COSA FARE:
Riporta tutte le righe delle voci seguenti come elenco numerato, omettendo le righe vuote.

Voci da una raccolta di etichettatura
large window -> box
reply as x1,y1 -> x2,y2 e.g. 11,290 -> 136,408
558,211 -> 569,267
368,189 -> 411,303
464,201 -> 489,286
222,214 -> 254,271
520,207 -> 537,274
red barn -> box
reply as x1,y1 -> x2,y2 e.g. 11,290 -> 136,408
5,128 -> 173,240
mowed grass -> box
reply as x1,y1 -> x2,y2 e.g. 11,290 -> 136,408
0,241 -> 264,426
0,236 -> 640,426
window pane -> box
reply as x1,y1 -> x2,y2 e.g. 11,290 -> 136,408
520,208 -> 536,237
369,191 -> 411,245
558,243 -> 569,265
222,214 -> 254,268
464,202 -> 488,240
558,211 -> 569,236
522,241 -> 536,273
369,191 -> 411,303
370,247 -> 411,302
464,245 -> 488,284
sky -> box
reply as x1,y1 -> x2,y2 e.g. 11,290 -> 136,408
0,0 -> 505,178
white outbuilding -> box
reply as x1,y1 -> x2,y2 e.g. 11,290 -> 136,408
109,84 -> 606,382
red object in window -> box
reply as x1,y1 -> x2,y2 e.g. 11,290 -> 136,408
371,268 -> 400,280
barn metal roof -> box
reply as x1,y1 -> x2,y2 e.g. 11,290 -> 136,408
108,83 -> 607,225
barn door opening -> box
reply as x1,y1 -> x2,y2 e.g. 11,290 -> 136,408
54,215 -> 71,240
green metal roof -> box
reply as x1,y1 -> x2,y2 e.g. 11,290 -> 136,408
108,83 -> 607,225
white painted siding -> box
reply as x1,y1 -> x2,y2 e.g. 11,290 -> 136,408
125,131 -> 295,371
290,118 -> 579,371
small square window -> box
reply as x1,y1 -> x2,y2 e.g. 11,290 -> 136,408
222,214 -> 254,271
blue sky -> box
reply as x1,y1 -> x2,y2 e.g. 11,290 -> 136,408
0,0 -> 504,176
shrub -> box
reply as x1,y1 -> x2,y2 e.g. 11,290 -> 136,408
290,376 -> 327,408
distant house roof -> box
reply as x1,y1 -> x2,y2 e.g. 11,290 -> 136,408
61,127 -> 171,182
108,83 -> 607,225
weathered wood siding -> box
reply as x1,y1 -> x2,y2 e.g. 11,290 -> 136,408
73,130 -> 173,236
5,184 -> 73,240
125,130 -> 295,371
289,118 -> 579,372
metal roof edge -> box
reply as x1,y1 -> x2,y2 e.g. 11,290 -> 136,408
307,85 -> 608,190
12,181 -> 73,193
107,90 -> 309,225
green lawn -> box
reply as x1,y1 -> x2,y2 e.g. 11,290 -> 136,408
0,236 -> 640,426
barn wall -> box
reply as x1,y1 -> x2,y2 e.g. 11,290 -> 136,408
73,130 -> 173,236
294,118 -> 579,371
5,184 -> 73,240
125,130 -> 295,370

RISPOSTA:
1. large window -> box
2. reply as x1,y1 -> x2,y2 e.g. 11,290 -> 136,408
3. 558,211 -> 569,267
4. 368,189 -> 411,303
5. 464,201 -> 489,286
6. 222,214 -> 254,271
7. 520,207 -> 537,274
8. red barn -> box
9. reply as x1,y1 -> x2,y2 e.g. 11,290 -> 136,408
10. 5,128 -> 173,240
11. mowed grass -> box
12. reply as x1,y1 -> x2,y2 e.g. 11,290 -> 136,408
13. 0,241 -> 264,426
14. 0,236 -> 640,426
15. window pane -> box
16. reply as x1,y1 -> x2,y2 e.g. 11,290 -> 136,408
17. 520,208 -> 536,237
18. 369,191 -> 411,245
19. 558,243 -> 569,265
20. 222,214 -> 254,268
21. 464,202 -> 488,240
22. 558,211 -> 569,236
23. 522,241 -> 536,273
24. 369,191 -> 411,303
25. 370,247 -> 411,302
26. 464,245 -> 488,284
27. sky -> box
28. reply as x1,y1 -> x2,y2 e.g. 11,290 -> 136,408
29. 0,0 -> 505,178
30. white outbuilding -> box
31. reply as x1,y1 -> x2,y2 e.g. 11,290 -> 136,408
32. 109,84 -> 606,382
33. red object in window -> box
34. reply as x1,y1 -> x2,y2 e.g. 11,290 -> 136,408
35. 371,268 -> 400,280
36. barn metal roof -> box
37. reply as x1,y1 -> x2,y2 e.g. 11,290 -> 136,408
38. 108,83 -> 607,225
39. barn door opening -> box
40. reply as x1,y1 -> x2,y2 e.g. 11,290 -> 136,408
41. 54,215 -> 71,240
42. green metal roof -> box
43. reply as x1,y1 -> x2,y2 e.g. 11,290 -> 136,408
44. 108,83 -> 607,225
45. white painted siding -> box
46. reply as x1,y1 -> x2,y2 e.g. 11,290 -> 136,408
47. 125,131 -> 295,371
48. 290,118 -> 579,371
49. small square window -> box
50. reply as x1,y1 -> x2,y2 e.g. 11,290 -> 136,408
51. 222,214 -> 254,271
52. blue sky -> box
53. reply as x1,y1 -> x2,y2 e.g. 11,290 -> 136,408
54. 0,0 -> 504,176
55. shrub -> box
56. reply as x1,y1 -> x2,y2 e.g. 11,290 -> 136,408
57. 290,376 -> 327,408
58. distant house roof -> box
59. reply as x1,y1 -> x2,y2 e.g. 11,290 -> 136,408
60. 61,127 -> 171,182
61. 108,83 -> 607,225
62. weathered wood siding -> box
63. reply as x1,y1 -> x2,y2 e.g. 11,290 -> 136,408
64. 73,130 -> 173,236
65. 5,184 -> 73,240
66. 125,130 -> 295,371
67. 289,118 -> 579,372
68. metal roof edge -> box
69. reply as x1,y1 -> x2,y2 e.g. 11,290 -> 136,408
70. 307,85 -> 608,190
71. 12,181 -> 73,193
72. 107,90 -> 309,225
73. green lawn -> box
74. reply as x1,y1 -> x2,y2 e.g. 11,290 -> 136,408
75. 0,236 -> 640,426
76. barn wall -> box
77. reply as x1,y1 -> x2,y2 e.g. 11,290 -> 136,408
78. 73,130 -> 173,236
79. 294,118 -> 579,371
80. 5,184 -> 73,240
81. 125,130 -> 295,370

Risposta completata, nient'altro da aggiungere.